[STATED EXERCISE] Can you pull out every line of the items below that contains the string "flower"?

[MATERIAL PROVIDED]
☆ ☆ ☆ ☆ ☆

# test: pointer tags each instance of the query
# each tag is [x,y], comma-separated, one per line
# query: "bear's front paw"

☆ ☆ ☆ ☆ ☆

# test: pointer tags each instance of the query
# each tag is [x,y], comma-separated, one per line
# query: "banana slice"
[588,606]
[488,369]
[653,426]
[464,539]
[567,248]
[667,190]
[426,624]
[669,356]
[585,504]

☆ ☆ ☆ ☆ ☆

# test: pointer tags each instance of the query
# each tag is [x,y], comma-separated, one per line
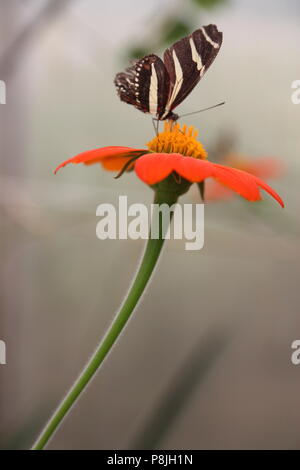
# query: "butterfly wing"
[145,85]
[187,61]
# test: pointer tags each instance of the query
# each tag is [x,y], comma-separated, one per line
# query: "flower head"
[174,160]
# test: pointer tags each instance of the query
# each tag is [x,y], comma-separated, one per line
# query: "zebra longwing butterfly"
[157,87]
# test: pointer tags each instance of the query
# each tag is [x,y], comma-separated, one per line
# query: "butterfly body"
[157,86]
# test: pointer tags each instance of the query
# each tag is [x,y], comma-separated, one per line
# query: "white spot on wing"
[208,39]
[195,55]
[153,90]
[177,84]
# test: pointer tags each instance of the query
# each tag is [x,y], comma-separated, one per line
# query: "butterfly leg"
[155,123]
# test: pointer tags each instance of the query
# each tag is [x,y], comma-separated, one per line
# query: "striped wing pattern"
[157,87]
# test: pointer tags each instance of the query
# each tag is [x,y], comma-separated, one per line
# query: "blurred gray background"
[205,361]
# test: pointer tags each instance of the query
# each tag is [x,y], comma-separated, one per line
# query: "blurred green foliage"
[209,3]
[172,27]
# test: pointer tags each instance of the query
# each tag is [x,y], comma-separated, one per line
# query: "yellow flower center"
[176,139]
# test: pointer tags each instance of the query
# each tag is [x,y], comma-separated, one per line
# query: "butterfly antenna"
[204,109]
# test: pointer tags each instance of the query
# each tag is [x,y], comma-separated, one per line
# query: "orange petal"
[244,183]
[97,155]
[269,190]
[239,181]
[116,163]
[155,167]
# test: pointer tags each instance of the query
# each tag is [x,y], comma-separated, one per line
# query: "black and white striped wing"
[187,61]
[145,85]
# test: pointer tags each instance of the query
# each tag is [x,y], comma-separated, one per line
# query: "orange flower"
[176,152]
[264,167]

☆ ☆ ☆ ☆ ☆

[SOLUTION TO THIS TASK]
# query: "flower head"
# query: "yellow flower center"
# query: "orange flower"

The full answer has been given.